■ Annotation dataset entries ■
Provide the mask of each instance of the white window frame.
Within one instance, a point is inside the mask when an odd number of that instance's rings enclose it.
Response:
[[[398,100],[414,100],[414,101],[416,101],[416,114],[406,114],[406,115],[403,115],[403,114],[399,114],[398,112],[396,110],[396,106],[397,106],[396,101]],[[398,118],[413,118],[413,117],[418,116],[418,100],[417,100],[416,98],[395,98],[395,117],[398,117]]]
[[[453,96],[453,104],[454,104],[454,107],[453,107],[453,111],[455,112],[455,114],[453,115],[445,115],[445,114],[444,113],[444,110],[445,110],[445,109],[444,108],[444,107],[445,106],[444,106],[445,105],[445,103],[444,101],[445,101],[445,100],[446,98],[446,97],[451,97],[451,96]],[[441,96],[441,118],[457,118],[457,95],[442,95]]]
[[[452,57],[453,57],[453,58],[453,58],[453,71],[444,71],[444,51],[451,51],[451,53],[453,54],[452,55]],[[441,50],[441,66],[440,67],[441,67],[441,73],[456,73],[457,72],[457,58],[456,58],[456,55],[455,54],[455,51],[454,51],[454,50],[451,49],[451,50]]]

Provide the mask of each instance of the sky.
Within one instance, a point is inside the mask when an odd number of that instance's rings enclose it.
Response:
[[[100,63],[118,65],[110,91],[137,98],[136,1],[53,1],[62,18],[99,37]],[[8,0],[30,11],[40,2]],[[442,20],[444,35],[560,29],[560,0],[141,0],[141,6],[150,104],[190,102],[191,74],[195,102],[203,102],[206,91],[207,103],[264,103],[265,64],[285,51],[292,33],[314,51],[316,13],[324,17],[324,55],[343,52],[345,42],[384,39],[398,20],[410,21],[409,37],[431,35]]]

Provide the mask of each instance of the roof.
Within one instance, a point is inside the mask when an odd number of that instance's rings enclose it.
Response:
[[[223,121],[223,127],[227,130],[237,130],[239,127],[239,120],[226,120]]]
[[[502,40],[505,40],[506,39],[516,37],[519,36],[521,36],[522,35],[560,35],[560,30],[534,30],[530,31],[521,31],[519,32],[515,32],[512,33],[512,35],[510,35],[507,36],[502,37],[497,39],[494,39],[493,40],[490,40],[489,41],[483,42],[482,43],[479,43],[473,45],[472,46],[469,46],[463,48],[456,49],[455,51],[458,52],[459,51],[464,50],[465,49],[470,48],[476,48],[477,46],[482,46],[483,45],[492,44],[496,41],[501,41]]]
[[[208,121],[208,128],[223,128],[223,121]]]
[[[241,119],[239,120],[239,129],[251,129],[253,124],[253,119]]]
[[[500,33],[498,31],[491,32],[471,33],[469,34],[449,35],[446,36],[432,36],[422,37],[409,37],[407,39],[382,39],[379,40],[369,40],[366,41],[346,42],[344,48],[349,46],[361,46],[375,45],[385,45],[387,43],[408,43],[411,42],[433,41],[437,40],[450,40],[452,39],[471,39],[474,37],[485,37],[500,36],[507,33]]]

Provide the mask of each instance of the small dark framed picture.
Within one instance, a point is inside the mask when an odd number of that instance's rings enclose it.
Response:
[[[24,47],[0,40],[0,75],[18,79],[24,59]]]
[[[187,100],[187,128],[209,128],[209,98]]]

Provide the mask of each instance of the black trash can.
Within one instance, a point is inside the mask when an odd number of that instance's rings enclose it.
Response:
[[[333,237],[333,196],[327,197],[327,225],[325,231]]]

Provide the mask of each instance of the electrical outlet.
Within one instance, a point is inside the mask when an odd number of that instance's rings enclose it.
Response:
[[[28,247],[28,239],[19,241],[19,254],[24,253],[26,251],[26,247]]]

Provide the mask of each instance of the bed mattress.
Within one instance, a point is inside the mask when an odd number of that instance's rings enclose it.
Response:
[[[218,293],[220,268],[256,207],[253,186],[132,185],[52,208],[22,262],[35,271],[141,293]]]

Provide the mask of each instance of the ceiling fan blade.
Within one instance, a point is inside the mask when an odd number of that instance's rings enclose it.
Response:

■ Stated problem ■
Please copy out every one of the records above, word for word.

■ Answer to the task ■
Provide the mask of each instance of the white window frame.
Within one instance, a point is inside the mask when an odd number of that instance's rings enclose it.
Response:
[[[398,100],[414,100],[414,101],[416,101],[416,114],[406,114],[406,115],[403,115],[403,114],[399,114],[398,112],[396,110],[396,106],[397,106],[396,101]],[[398,118],[413,118],[413,117],[418,116],[418,100],[417,100],[416,98],[395,98],[395,117],[398,117]]]
[[[453,96],[453,104],[454,104],[454,107],[453,107],[453,111],[455,112],[455,114],[453,115],[445,115],[445,114],[444,113],[444,110],[445,110],[445,109],[444,108],[444,107],[445,106],[444,106],[445,105],[445,103],[444,101],[445,101],[445,100],[446,98],[446,97],[451,97],[451,96]],[[441,96],[441,118],[457,118],[457,95],[442,95]]]
[[[452,57],[453,57],[453,58],[453,58],[453,71],[444,71],[444,51],[451,51],[451,53],[453,54],[452,55]],[[441,50],[441,66],[440,67],[441,67],[441,73],[456,73],[457,72],[457,58],[456,58],[456,55],[455,54],[455,51],[454,51],[454,50],[451,49],[451,50]]]

Provide the mask of each instance of the sky.
Within one instance, a point is inside the mask when an odd number of that instance's rings enclose it.
Response:
[[[100,63],[118,65],[110,91],[137,98],[136,1],[53,1],[62,18],[99,37]],[[8,0],[30,11],[40,2]],[[442,20],[444,35],[560,29],[560,0],[141,0],[141,6],[150,104],[190,102],[191,74],[195,102],[203,102],[206,91],[207,103],[264,103],[265,64],[285,51],[292,33],[314,51],[316,13],[324,17],[324,55],[343,52],[345,42],[384,39],[398,20],[410,21],[409,37],[431,35]]]

Provide the mask of each instance of the roof.
Within one instance, a point is inside the mask when an odd number of that instance's rings enclose it.
Response:
[[[223,121],[223,127],[227,130],[237,130],[239,127],[239,120],[226,120]]]
[[[502,40],[505,40],[506,39],[516,37],[519,36],[521,36],[522,35],[560,35],[560,30],[534,30],[530,31],[521,31],[519,32],[515,32],[512,33],[512,35],[510,35],[507,36],[502,37],[497,39],[494,39],[493,40],[490,40],[489,41],[483,42],[482,43],[479,43],[473,45],[472,46],[469,46],[463,48],[456,49],[455,51],[458,52],[459,51],[464,50],[465,49],[470,48],[476,48],[477,46],[482,46],[483,45],[492,44],[496,41],[501,41]]]
[[[208,121],[208,128],[223,128],[223,121]]]
[[[241,119],[239,120],[239,129],[251,129],[253,124],[253,119]]]
[[[500,33],[498,31],[491,32],[471,33],[469,34],[449,35],[446,36],[432,36],[422,37],[409,37],[407,39],[382,39],[379,40],[369,40],[366,41],[346,42],[344,48],[349,46],[361,46],[375,45],[385,45],[387,43],[408,43],[411,42],[433,41],[437,40],[450,40],[452,39],[471,39],[474,37],[485,37],[500,36],[507,33]]]

Provide the mask of each instance of the small dark framed picture.
Within one instance, a point is inside the mask when an odd number of that instance's rings enclose it.
Response:
[[[24,47],[0,40],[0,75],[18,79],[24,59]]]
[[[187,100],[187,128],[209,128],[209,98]]]

Provide the mask of each instance of the black trash can.
Within one instance, a point is inside the mask when an odd number of that instance's rings enclose it.
Response:
[[[333,237],[333,196],[327,197],[327,225],[325,231]]]

Provide the mask of each instance of the electrical outlet.
Within one instance, a point is inside the mask when an odd number of that instance's rings enclose it.
Response:
[[[28,247],[28,239],[19,241],[19,254],[24,253],[26,251],[26,247]]]

Provide the mask of each instance of the bed mattress.
Within one instance, a point is inside the mask when an odd number of that instance's rings enclose it.
Response:
[[[218,293],[220,268],[256,207],[253,186],[132,185],[52,208],[22,262],[35,271],[141,293]]]

Provide the mask of each instance of the ceiling fan blade.
Within one instance, a point is inside the mask when an odd number of that instance's rings enclose it.
Response:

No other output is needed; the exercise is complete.